• [What is asked] Collect every line of the rows below that contains the string "query". Matching is case-sensitive.

=== Material for this exercise ===

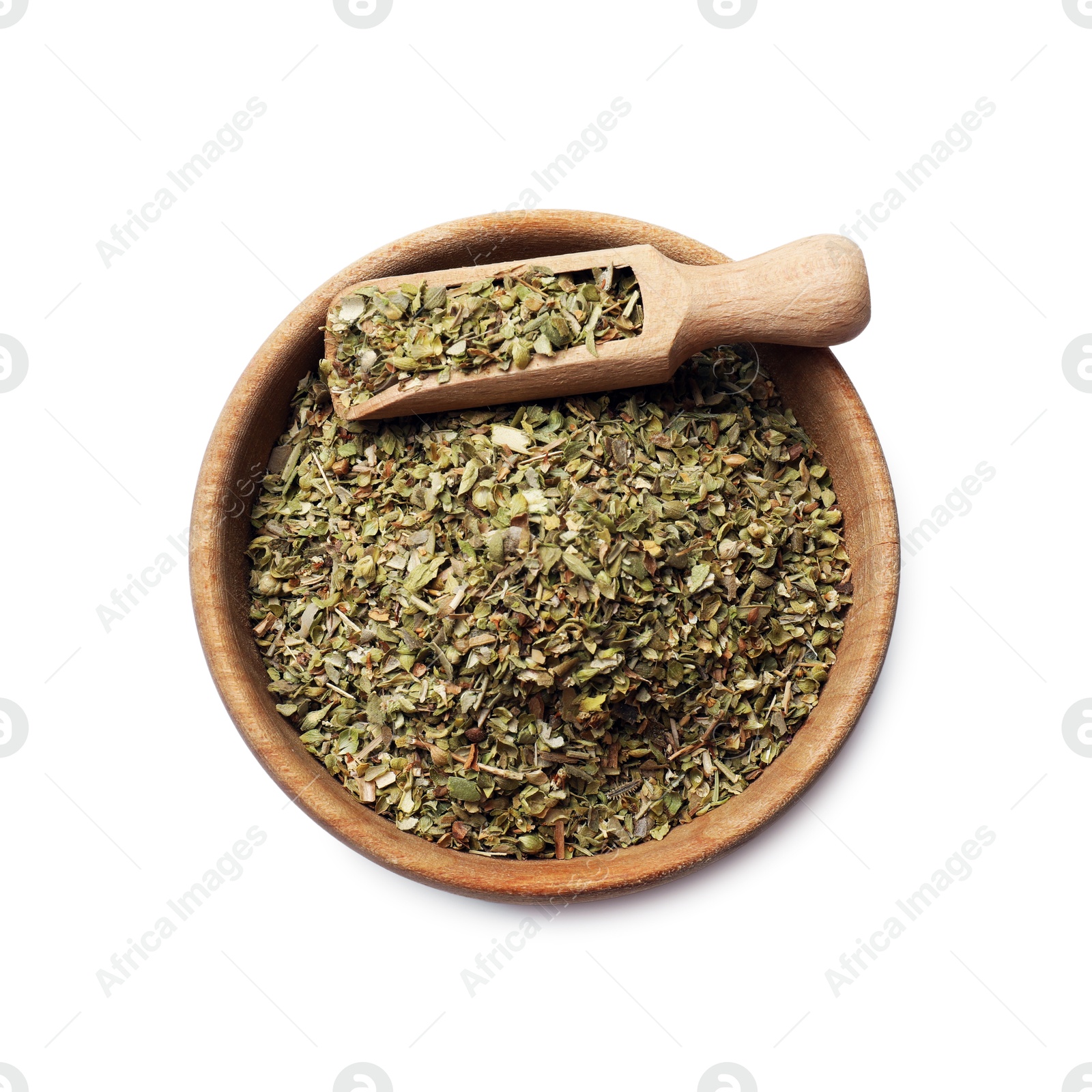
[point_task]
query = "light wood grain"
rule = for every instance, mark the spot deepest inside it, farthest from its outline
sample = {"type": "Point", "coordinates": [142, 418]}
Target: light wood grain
{"type": "Point", "coordinates": [811, 382]}
{"type": "Point", "coordinates": [813, 292]}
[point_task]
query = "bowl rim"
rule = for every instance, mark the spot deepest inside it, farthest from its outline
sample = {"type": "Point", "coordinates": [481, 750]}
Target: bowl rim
{"type": "Point", "coordinates": [235, 460]}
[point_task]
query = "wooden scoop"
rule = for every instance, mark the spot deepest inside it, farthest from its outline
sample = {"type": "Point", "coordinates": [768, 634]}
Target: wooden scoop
{"type": "Point", "coordinates": [813, 292]}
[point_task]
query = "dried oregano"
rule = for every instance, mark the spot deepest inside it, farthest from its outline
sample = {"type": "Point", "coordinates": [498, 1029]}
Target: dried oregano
{"type": "Point", "coordinates": [382, 338]}
{"type": "Point", "coordinates": [551, 629]}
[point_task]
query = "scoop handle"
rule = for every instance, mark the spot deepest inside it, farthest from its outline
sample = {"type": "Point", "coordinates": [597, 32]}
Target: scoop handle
{"type": "Point", "coordinates": [813, 292]}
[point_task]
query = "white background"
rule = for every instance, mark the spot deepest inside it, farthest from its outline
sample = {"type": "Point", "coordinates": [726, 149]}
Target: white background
{"type": "Point", "coordinates": [132, 782]}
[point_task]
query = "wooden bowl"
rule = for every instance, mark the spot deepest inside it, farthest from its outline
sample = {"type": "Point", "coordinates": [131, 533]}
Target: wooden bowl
{"type": "Point", "coordinates": [811, 382]}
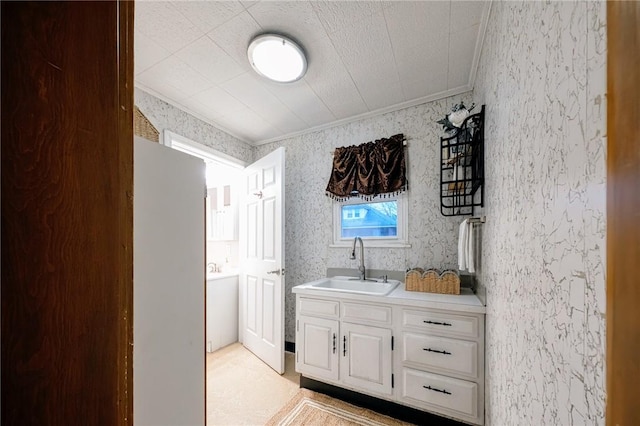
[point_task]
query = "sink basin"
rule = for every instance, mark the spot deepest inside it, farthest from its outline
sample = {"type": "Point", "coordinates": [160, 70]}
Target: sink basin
{"type": "Point", "coordinates": [350, 285]}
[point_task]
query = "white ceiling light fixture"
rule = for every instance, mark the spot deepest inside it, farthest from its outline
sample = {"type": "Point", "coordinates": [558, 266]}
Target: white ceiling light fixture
{"type": "Point", "coordinates": [277, 58]}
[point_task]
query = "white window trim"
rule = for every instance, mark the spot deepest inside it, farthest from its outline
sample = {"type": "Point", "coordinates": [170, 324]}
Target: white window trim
{"type": "Point", "coordinates": [200, 150]}
{"type": "Point", "coordinates": [400, 241]}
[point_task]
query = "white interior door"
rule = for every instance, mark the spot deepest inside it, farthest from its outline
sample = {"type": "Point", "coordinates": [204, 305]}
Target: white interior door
{"type": "Point", "coordinates": [262, 259]}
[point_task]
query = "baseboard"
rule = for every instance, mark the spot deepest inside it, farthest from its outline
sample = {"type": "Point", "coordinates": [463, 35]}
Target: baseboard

===

• [Task response]
query = "light wood grain"
query = "bowl rim"
query = "wooden scoop"
query = "dried oregano"
query = "scoop handle"
query = "white background"
query = "wooden bowl"
query = "sink basin"
query = "white ceiling light fixture"
query = "white window trim"
query = "white interior door"
query = "baseboard"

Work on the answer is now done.